Booster shot has fighting chance


Tight procedures: Auxiliary policemen guiding transit passengers at the Kuala Lumpur International Airport. — Bernama

PETALING JAYA: Ensuring those in the high-risk groups are fully vaccinated with the booster dose can help prevent severe complications and ease the healthcare system even if there is a community transmission of the Omicron variant, say public health experts.

Universiti Malaya Department of Social and Preventive Medicine Faculty of Medicine Prof Dr Moy Foong Ming said Omicron transmission could be controlled if the Health Ministry conducts genome sequencing on all imported cases and quickly screens for close contacts.

“I think the variant may be present in the country in low numbers, but it was not detected as no genome sequencing was done.

“However, the high vaccination rate with booster doses, along with the SOP such as wearing a face mask, hand hygiene, avoiding crowded areas and poorly ventilated places would still work against the Omicron transmission,” she said.

The country detected its first case of the Omicron variant from a 19-year-old South African private university student in Ipoh. He arrived in Malaysia from South Africa through Singapore on Nov 19.

[DATA UNDER STUDY]
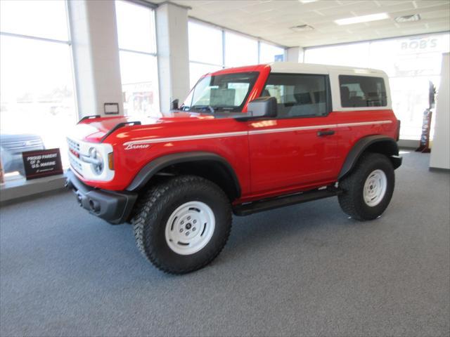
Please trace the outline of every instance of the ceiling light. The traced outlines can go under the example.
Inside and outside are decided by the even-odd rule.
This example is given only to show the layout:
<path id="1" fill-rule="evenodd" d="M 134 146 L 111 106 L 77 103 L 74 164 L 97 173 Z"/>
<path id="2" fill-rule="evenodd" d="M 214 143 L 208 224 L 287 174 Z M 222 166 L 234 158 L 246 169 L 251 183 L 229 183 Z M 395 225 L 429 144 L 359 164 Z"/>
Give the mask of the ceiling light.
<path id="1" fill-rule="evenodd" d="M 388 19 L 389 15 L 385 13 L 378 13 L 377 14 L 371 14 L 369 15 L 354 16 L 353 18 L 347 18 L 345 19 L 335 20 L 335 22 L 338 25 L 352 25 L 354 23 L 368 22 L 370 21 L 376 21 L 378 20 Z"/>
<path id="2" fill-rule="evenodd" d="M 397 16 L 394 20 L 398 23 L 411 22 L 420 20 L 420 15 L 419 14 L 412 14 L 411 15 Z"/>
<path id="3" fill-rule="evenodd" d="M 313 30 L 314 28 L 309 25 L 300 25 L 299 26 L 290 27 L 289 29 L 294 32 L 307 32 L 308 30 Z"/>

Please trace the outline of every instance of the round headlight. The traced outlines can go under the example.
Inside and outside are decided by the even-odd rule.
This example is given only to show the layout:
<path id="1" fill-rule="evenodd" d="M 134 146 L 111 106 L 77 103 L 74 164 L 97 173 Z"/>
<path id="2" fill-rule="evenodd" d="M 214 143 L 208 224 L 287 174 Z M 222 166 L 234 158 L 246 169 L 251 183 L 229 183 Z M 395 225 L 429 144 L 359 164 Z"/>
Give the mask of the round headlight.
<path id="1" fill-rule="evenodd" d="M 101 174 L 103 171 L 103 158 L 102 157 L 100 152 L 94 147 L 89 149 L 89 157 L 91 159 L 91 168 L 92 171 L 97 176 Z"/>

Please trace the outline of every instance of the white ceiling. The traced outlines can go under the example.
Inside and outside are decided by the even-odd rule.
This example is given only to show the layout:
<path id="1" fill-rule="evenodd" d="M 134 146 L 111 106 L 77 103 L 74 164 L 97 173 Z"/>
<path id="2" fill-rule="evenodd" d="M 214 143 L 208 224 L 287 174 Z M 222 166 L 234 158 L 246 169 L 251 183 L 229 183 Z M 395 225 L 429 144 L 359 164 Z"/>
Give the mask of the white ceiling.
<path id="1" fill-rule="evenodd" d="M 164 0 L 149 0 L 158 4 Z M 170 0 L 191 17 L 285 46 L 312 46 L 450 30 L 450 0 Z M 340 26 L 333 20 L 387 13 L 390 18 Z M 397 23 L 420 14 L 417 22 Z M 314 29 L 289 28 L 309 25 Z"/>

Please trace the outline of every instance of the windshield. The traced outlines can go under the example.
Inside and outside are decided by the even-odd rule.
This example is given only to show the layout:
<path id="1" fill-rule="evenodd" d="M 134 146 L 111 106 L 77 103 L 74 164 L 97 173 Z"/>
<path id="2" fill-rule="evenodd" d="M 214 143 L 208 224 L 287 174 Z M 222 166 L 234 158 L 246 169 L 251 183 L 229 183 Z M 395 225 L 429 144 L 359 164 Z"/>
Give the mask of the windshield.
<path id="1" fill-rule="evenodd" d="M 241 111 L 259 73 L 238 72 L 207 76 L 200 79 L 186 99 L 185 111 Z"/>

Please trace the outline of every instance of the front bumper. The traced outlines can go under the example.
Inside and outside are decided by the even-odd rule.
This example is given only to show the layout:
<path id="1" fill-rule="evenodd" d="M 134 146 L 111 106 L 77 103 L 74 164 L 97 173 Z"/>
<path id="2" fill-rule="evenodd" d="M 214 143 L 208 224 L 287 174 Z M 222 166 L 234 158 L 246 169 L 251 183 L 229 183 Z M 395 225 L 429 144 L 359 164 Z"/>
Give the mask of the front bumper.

[YOUR OBJECTIVE] Please pick up the article above on booster shots and the Omicron variant in Malaysia after its final sentence and keep writing it.

[ANSWER BOX]
Even if there is an Omicron community transmission here, Dr Moy believed it would not burden the health system if the population is fully vaccinated with booster doses, especially the elderly and high-risk groups.

“The majority of the cases may only present mild symptoms, which may not burden our hospitals. As such, the elderly and high-risk groups must take their booster shots so that they won’t get infected and be down with the severe disease.

“But, we still need to wait and see from countries with more cases, whether severe cases are reported and who are those infected,” she said.

Malaysian Public Health Physicians’ Association president Datuk Dr Zainal Ariffin Omar believed that the full impact of the variant would only be known in one to two weeks following the detection of the positive case of the variant in the country.

However, he does not see any problem in the country’s public healthcare system to manage the variant.

“The preventive measures are still the same, practice the SOP, wear your face mask, practise physical distancing and get your booster dose,” he said.

“Studies have shown that the Covid-19 vaccine works. It is one of the methods to lessen its ill effects, albeit the possibility of reduced effectiveness and protection,” said Universiti Kebangsaan Malaysia health economics, hospital and health management Prof Dr Sharifa Ezat Wan Puteh.

“We know it is more contagious than Delta, but we are not sure of its virulence and how vaccines will work against Omicron,” she said.

Dr Sharifa said it would depend on the clinical data on whether hospitals could handle a surge in Omicron cases.

“We are particularly interested in its effects on the elderly, those who have been fully vaccinated and those with comorbidities.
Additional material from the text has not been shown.